EXERCISE DIRECTIONS
In the data below, find every line that has the string "panel", and copy it.

[Dataset entries]

=== Section Start ===

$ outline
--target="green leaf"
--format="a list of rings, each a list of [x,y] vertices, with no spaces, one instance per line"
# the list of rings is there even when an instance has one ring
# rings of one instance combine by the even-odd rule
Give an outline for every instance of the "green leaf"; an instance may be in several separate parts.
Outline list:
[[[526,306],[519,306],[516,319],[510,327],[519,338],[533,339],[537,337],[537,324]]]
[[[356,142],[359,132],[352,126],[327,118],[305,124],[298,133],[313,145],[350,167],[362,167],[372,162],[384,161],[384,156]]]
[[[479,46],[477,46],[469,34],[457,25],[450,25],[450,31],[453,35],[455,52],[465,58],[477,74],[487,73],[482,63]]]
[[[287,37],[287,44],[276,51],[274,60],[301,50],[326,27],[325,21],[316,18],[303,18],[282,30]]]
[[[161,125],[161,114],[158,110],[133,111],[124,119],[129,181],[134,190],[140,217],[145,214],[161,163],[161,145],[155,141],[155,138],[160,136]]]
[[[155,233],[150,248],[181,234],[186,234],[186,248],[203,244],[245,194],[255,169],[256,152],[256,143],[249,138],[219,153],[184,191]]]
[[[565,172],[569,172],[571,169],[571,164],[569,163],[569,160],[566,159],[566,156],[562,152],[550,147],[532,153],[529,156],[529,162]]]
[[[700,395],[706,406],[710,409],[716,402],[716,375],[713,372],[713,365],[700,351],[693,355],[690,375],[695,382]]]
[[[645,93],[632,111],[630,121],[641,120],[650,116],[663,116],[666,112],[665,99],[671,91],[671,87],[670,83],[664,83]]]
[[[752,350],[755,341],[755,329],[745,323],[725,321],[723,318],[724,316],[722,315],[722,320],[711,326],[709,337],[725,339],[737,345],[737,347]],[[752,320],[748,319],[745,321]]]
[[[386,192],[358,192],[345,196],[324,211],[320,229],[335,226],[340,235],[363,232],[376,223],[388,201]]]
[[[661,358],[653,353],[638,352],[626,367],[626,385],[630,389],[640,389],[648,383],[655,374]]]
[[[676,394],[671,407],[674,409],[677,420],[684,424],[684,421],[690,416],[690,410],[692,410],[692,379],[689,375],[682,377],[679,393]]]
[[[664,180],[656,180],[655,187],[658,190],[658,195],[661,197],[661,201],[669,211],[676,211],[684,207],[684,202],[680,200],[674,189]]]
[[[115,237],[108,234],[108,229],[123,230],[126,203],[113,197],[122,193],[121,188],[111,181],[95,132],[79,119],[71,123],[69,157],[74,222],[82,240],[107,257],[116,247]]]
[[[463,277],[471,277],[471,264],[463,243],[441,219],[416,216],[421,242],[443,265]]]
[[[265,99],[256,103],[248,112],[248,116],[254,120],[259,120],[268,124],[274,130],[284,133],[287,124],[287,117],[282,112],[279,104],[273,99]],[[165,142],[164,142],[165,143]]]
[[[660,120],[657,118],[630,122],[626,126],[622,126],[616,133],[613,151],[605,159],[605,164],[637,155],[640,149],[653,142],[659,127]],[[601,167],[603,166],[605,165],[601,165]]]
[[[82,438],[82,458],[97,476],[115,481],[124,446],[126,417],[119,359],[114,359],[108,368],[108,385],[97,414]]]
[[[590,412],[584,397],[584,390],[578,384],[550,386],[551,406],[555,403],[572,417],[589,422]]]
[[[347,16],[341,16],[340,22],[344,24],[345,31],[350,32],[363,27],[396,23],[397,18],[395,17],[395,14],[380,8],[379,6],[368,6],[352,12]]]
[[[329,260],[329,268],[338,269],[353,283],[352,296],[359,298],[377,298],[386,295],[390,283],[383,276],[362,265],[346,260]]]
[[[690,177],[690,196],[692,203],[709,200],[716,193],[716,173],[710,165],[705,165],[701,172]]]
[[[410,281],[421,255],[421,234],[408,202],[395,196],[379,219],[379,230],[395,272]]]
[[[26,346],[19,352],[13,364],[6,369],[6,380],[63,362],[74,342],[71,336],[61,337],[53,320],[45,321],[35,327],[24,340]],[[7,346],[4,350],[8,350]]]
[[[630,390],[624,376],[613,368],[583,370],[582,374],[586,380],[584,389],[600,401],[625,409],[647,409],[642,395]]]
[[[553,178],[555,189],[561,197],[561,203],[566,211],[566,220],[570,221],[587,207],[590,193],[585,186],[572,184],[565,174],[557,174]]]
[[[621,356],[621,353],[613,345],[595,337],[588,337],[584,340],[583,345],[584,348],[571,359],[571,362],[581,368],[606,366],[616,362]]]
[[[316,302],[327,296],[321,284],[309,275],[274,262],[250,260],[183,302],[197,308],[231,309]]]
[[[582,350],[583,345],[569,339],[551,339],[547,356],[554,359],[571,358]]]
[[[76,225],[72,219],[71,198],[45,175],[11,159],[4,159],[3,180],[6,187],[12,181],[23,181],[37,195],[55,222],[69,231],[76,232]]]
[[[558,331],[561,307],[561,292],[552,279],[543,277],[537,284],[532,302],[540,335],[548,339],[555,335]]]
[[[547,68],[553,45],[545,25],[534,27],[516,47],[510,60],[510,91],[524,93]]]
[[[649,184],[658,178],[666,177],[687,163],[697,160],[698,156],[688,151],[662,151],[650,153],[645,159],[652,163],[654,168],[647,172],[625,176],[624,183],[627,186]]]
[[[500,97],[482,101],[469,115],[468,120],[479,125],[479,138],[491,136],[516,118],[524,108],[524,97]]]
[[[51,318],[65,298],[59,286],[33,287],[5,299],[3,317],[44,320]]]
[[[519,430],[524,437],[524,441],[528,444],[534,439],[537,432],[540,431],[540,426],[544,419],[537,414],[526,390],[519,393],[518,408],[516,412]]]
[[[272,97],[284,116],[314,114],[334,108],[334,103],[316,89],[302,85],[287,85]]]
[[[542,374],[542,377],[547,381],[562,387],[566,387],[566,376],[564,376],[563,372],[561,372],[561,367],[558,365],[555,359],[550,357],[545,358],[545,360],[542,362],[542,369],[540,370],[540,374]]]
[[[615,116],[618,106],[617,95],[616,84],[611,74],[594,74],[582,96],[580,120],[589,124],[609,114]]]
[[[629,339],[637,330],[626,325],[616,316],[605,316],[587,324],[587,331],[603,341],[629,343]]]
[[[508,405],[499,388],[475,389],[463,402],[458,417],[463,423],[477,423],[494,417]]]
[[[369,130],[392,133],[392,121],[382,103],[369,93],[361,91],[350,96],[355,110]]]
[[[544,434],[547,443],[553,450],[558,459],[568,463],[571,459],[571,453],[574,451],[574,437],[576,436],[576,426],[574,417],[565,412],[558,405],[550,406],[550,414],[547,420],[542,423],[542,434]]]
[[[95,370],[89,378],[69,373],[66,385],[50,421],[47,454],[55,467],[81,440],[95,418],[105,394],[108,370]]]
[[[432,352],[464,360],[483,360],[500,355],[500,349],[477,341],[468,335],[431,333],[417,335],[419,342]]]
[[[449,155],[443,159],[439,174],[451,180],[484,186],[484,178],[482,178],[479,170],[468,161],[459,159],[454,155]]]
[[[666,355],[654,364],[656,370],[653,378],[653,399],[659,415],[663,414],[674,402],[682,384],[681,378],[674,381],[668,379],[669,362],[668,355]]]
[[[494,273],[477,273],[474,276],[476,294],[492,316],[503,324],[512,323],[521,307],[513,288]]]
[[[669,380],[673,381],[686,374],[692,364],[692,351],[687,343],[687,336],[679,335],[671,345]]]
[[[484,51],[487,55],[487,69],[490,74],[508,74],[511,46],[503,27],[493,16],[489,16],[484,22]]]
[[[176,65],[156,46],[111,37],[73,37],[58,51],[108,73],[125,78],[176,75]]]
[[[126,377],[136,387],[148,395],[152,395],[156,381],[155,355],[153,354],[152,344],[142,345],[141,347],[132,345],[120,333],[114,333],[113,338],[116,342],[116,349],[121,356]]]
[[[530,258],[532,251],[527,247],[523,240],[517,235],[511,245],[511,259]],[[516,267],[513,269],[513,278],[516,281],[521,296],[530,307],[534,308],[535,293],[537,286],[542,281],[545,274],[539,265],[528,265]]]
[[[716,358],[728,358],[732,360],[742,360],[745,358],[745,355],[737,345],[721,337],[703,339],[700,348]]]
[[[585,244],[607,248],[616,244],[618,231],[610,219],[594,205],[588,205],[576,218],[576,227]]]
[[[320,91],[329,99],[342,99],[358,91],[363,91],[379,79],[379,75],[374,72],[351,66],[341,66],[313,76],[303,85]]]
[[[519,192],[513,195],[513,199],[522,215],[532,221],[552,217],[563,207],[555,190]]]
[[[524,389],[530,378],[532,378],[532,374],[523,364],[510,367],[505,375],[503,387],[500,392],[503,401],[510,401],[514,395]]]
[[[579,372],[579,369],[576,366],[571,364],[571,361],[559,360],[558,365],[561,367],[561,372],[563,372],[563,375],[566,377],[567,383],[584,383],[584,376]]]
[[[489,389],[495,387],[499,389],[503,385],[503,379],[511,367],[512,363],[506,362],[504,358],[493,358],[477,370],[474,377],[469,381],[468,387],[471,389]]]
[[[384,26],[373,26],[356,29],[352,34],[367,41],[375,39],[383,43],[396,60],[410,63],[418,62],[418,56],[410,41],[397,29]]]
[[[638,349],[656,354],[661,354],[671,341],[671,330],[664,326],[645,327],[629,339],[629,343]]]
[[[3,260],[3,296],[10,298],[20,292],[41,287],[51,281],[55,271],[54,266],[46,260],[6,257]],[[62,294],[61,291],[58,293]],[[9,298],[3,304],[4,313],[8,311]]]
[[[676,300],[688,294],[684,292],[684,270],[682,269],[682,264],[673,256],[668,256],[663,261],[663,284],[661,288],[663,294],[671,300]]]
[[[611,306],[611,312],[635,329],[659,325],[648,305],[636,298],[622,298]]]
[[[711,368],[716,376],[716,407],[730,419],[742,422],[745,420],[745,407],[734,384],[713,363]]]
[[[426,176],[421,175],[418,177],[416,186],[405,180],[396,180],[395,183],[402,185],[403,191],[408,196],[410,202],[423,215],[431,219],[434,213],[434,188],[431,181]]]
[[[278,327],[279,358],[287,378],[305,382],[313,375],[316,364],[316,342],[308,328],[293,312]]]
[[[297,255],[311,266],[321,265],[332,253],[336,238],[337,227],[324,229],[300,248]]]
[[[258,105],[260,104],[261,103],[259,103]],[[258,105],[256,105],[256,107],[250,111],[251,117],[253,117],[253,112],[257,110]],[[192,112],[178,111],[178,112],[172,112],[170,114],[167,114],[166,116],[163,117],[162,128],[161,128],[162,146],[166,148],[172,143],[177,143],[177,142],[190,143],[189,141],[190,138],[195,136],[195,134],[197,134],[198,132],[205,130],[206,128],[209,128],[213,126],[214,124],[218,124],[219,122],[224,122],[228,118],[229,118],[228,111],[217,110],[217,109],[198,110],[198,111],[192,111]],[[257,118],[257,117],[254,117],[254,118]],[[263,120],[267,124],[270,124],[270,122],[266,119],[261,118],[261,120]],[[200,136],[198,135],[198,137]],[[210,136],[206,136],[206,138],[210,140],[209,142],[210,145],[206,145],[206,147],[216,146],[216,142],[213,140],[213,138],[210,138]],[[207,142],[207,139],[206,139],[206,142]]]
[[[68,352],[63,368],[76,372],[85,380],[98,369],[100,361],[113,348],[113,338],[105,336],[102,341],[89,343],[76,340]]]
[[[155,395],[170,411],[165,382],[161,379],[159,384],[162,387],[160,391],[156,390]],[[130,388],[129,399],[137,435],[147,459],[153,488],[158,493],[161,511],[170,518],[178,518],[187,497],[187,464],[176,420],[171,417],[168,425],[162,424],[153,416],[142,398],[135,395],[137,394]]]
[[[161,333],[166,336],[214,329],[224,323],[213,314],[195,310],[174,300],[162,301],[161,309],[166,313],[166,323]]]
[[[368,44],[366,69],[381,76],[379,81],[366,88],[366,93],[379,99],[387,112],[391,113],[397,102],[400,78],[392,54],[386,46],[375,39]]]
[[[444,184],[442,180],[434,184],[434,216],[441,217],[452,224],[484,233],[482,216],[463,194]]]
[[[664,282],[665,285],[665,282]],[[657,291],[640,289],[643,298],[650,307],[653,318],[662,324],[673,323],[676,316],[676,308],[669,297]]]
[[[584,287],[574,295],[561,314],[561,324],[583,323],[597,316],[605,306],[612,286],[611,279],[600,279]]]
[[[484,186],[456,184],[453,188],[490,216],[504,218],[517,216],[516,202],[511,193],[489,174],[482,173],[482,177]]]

=== Section End ===
=== Section Start ===

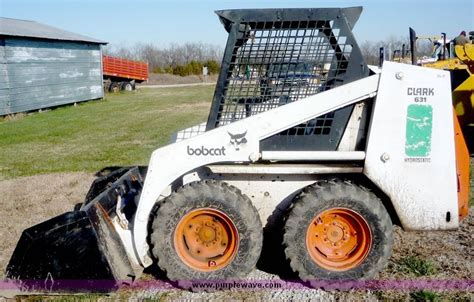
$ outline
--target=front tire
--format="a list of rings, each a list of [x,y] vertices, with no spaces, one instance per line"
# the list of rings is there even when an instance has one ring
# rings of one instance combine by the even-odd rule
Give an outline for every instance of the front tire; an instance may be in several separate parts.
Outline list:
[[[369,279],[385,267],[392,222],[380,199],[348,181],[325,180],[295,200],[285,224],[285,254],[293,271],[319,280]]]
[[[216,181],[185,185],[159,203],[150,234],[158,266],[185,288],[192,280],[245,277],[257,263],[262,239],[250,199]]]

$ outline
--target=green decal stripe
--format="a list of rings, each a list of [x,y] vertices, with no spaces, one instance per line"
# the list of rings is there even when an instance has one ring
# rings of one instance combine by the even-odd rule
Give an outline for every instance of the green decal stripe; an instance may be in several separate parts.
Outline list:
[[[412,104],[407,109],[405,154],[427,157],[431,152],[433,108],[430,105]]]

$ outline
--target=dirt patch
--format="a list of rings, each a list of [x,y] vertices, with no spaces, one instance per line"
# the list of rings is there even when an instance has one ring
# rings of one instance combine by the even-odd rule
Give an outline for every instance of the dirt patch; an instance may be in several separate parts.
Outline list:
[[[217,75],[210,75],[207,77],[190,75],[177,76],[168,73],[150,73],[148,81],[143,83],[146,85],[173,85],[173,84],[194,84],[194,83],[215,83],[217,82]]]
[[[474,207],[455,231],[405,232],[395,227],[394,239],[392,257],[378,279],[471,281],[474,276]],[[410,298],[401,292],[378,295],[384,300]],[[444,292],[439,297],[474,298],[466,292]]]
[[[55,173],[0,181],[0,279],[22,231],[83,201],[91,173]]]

=== Section End ===
=== Section Start ===

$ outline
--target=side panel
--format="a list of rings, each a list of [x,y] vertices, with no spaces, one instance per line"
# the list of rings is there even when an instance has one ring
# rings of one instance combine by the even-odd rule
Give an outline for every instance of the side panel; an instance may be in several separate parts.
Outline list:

=== Section End ===

RESPONSE TO THIS EXERCISE
--target=side panel
Give an outline for every instance of the side panel; an instance may be in several separate parts.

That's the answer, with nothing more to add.